* **Brief 1**: From the Snake River travel account, copy the passage starting with "After dinner, Roger" and going on through "famous Hells Canyon.".

* **Extract to read**:
● ● ● ● ● ● ●

At the Confluence of the Columbia and Snake Rivers in Washington
We were awake about 6:15 am, and the sky was just starting to lighten in the east. What a change in the landscape from the day before. The land was flatter, and we were near the Tri-Cities area of Washington, at the confluence of the Snake and Columbia Rivers. I always thought the Snake River was named because it winds its way through Idaho and Washington, but it was actually named for the Snake Indians.
We would be sailing all day on the Snake River, so it was a good chance to rest and relax. While sailing, exploration leader Teresa gave a presentation on how the locks work.
Morning on the Snake River in Washington
We cruised all day, and the land seemed to become more desolate. The railroad tracks still ran along the river, but we didn't see the numerous trains of the day before. It was a relaxing day on the river, and the Spirit of Discovery passengers used the time to get to know each other better, read a book, sit in the sun, or nap.
We had a delicious barbecue onboard for lunch, featuring salmon, hotdogs, and ribs, along with corn on the cob, baked beans, potato slaw and cole slaw. The delicious, finger-licking good meal was topped off with a warm berry cobbler or blond brownie.
Time passed by slowly as the ship made her way upstream. Each sharp bend in the river delivered a new geological lesson, since the rock formations were so diverse. The ship also passed through more locks.
Dinner was another treat with red snapper or pork loin on the menu. After the big lunch and dinner, the hot chocolate lava cake was almost TOO much.
After dinner, Roger delivered part 2 of his story of George Drouiliard. This time he dressed in buckskin, topped with a coonskin cap.
Lewis & Clark and the Nez Perce Nation
Wednesday morning the small ship was in Clarkston, Washington. This day was the one I had most looked forward to--a jet boat ride 90 miles up the Snake River through famous Hells Canyon.

● ● ● ● ● ● ●

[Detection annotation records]
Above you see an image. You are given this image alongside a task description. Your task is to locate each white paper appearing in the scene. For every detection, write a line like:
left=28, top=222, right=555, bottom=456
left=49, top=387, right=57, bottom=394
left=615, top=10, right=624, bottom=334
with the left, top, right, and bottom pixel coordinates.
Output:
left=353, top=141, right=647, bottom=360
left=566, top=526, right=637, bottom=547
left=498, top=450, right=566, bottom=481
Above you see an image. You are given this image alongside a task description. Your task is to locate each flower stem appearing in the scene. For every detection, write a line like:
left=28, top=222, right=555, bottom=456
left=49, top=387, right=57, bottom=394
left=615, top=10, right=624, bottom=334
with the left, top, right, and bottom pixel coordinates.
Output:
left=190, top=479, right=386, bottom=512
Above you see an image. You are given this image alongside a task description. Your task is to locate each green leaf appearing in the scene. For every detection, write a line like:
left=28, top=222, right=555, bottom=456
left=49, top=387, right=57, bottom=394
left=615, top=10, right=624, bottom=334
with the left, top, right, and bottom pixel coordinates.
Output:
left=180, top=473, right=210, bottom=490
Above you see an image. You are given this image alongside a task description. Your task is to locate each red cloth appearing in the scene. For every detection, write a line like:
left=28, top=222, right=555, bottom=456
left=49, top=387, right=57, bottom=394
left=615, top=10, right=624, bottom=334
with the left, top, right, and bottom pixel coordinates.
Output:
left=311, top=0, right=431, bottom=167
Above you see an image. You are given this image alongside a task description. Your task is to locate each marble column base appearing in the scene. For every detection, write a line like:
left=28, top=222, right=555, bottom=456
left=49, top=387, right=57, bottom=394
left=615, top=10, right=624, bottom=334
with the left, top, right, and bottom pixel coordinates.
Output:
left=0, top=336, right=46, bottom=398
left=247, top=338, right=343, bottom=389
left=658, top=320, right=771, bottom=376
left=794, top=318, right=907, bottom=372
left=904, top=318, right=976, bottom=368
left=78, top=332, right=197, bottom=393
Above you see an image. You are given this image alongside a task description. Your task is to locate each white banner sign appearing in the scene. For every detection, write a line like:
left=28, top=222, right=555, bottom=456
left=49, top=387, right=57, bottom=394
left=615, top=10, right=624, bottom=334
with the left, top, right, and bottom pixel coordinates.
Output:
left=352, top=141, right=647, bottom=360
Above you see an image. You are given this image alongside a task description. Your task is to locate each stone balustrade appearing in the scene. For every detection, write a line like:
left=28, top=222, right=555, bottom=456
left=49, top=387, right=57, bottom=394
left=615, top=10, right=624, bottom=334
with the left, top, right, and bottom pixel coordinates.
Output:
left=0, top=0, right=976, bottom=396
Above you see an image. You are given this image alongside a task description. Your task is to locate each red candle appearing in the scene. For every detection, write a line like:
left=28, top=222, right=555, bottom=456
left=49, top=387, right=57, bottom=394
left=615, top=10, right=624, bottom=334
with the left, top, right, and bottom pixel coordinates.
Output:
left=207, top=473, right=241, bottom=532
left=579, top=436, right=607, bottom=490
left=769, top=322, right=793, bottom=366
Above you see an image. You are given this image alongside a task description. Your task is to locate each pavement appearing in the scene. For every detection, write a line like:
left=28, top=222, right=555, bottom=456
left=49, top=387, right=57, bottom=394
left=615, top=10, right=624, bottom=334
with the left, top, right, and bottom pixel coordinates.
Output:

● ● ● ● ● ● ●

* **Brief 2**: Turn the lines of the records, starting with the line with "locate each pavement" and going on through the end of the records, into a Markdown table with columns headed No. and Record line, leaving out blank lines.

* **Exercise solution 1**:
After dinner, Roger delivered part 2 of his story of George Drouiliard. This time he dressed in buckskin, topped with a coonskin cap.
Lewis & Clark and the Nez Perce Nation
Wednesday morning the small ship was in Clarkston, Washington. This day was the one I had most looked forward to--a jet boat ride 90 miles up the Snake River through famous Hells Canyon.

* **Exercise solution 2**:
| No. | Record line |
|---|---|
| 1 | Above you see an image. You are given this image alongside a task description. Your task is to locate each pavement appearing in the scene. For every detection, write a line like: |
| 2 | left=28, top=222, right=555, bottom=456 |
| 3 | left=49, top=387, right=57, bottom=394 |
| 4 | left=615, top=10, right=624, bottom=334 |
| 5 | with the left, top, right, and bottom pixel coordinates. |
| 6 | Output: |